-- BEGIN Input data --

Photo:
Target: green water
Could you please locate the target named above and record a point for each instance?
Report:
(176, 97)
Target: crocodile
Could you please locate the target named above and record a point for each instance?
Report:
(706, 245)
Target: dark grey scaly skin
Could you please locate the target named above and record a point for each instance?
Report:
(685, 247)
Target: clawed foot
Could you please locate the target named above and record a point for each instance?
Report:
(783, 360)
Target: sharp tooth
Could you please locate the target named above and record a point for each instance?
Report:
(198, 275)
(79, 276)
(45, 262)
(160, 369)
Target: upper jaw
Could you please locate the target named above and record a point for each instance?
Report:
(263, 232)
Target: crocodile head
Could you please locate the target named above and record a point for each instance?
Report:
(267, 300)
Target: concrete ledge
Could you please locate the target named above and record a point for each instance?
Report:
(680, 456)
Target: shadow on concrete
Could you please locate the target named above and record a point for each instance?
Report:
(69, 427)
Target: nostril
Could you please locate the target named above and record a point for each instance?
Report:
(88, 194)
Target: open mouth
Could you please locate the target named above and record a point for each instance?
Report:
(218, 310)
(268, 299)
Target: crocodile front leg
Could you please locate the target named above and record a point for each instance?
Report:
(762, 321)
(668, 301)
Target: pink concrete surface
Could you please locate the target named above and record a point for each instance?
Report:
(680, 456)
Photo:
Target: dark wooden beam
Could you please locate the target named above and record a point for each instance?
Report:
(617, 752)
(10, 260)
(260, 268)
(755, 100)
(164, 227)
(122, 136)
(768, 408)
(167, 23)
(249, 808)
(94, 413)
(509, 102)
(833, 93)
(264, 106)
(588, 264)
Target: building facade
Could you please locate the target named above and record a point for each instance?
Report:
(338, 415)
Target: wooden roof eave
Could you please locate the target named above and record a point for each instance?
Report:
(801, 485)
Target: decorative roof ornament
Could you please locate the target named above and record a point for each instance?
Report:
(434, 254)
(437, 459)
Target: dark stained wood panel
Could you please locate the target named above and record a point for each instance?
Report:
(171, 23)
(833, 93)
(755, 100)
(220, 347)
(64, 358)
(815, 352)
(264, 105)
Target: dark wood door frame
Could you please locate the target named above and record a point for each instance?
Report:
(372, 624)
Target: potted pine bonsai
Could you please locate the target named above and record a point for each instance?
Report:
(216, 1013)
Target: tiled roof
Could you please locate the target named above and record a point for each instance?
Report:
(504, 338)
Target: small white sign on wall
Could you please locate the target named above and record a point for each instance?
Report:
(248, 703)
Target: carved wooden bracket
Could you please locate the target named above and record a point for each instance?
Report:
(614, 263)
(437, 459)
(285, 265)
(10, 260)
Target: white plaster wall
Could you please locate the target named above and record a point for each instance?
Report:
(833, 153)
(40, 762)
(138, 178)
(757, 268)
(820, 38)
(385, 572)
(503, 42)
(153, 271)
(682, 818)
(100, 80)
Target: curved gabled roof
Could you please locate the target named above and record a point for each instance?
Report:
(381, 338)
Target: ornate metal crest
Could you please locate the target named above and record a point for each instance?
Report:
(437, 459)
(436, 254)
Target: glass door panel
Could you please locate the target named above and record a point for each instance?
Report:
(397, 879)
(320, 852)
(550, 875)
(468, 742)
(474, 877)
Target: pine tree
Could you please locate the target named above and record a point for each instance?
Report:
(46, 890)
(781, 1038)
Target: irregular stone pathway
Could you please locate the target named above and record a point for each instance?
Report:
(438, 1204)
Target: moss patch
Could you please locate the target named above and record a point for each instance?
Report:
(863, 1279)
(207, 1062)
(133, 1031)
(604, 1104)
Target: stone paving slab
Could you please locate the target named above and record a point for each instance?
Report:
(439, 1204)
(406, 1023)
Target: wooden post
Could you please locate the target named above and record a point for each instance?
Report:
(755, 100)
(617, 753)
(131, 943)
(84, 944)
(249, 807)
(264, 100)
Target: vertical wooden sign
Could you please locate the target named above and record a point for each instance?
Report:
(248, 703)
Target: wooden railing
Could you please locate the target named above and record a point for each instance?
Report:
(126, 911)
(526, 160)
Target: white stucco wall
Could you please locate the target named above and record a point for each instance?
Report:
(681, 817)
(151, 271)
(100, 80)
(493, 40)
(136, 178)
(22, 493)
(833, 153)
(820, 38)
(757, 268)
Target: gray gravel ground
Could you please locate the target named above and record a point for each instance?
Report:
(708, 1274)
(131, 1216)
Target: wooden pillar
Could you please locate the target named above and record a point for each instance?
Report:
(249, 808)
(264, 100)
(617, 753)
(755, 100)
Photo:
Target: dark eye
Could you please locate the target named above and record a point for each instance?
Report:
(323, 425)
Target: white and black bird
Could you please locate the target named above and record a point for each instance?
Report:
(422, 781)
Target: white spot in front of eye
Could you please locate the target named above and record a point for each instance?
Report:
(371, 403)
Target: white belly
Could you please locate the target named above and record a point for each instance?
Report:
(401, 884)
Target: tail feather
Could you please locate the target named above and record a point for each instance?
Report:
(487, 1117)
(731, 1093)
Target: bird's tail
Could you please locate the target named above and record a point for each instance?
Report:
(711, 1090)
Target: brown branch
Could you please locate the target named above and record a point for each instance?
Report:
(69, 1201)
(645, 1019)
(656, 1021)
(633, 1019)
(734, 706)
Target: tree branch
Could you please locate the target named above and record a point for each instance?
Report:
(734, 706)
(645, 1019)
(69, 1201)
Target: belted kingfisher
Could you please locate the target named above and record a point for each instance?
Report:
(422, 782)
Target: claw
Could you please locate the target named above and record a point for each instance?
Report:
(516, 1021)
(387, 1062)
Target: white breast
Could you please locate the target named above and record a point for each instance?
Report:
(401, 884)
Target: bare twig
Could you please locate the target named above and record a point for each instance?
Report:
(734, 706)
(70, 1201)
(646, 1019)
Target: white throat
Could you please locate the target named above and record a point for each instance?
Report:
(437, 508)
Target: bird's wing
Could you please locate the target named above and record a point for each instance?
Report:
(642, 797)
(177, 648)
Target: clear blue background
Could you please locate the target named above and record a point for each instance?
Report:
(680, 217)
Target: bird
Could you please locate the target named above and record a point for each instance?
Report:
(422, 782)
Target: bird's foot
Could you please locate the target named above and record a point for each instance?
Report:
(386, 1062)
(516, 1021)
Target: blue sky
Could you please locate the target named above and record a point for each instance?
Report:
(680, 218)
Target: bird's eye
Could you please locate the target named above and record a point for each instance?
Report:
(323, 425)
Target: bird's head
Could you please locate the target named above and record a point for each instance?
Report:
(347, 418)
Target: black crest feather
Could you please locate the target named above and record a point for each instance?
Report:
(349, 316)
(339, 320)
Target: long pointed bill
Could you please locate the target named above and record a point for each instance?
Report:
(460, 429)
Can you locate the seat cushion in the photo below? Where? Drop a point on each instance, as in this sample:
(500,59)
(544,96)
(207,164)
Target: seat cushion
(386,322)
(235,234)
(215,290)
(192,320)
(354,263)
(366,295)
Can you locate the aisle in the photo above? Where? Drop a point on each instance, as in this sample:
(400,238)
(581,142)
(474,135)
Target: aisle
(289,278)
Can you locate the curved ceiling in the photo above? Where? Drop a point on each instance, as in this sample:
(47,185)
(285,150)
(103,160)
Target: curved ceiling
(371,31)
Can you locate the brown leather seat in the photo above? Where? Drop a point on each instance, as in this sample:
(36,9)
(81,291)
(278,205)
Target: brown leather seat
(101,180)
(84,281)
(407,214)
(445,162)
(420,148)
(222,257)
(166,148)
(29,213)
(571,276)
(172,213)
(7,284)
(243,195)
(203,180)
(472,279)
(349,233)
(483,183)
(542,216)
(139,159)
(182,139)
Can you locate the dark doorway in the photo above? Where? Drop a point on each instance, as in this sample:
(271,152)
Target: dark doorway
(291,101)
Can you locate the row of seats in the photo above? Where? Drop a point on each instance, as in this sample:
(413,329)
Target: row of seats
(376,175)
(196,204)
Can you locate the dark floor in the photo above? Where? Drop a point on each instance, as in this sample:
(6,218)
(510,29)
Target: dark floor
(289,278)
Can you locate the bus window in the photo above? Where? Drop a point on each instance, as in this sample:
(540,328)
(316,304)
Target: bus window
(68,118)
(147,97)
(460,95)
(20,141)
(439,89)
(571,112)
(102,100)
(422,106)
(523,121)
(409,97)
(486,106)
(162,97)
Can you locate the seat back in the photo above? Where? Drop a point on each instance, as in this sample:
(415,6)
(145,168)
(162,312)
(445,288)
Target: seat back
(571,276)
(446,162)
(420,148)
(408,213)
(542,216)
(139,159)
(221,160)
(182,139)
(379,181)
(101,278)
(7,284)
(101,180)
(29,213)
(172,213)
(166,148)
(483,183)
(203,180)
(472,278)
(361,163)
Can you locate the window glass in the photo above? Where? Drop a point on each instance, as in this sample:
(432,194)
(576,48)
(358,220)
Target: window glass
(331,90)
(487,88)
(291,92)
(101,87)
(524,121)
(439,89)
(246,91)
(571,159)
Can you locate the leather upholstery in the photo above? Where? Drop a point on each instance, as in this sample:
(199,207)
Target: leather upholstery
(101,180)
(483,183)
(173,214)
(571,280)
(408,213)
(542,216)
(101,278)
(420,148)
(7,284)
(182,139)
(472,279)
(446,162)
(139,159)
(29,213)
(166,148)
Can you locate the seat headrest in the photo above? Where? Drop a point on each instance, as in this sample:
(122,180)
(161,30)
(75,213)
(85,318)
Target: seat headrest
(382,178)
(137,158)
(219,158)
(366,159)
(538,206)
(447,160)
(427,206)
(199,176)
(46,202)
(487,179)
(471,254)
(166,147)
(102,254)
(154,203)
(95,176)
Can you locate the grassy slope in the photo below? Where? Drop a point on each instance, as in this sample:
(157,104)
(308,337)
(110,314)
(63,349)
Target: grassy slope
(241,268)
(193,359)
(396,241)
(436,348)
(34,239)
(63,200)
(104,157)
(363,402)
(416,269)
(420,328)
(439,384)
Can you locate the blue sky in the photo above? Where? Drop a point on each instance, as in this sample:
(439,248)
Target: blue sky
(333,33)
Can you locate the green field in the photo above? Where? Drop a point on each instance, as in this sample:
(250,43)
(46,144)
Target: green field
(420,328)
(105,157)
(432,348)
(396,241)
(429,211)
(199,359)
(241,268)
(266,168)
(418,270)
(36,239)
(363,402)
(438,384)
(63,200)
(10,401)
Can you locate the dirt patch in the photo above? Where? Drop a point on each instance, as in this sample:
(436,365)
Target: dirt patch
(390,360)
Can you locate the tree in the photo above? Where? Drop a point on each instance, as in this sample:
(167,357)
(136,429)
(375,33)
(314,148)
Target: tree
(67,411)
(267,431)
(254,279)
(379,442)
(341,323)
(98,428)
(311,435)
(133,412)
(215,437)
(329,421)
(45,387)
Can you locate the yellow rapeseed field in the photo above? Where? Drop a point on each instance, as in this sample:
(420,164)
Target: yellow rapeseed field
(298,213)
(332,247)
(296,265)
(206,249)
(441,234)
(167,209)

-- END Input data --

Exercise task:
Reproduce the stretch of rows from the line containing "Can you locate the green" through the end of the rows, replacing every "sample" with "example" and leaving everything else unchanged.

The response:
Can you locate the green field in the photo above? Where? Drop a point on each instance, as in this example:
(250,43)
(46,144)
Target: green field
(420,328)
(105,157)
(432,348)
(396,241)
(429,211)
(199,359)
(241,268)
(266,168)
(418,270)
(36,239)
(363,402)
(438,384)
(63,200)
(10,401)
Can you locate the dirt patch in the photo above? Where? Drop a point on each instance, as in this example:
(436,365)
Target: dirt patch
(390,360)
Can you locate the tree in the photo above? Where? Drop a point on each instance, as in this example:
(167,357)
(136,429)
(375,33)
(314,148)
Target: tree
(67,411)
(267,431)
(254,279)
(379,442)
(341,323)
(98,428)
(311,435)
(133,412)
(215,437)
(329,421)
(45,387)
Can you locate the yellow rapeseed field in the photo above? Where? Drop a point on each instance, as in this example:
(420,164)
Target: yellow rapeseed field
(298,213)
(332,247)
(296,265)
(206,249)
(441,234)
(167,209)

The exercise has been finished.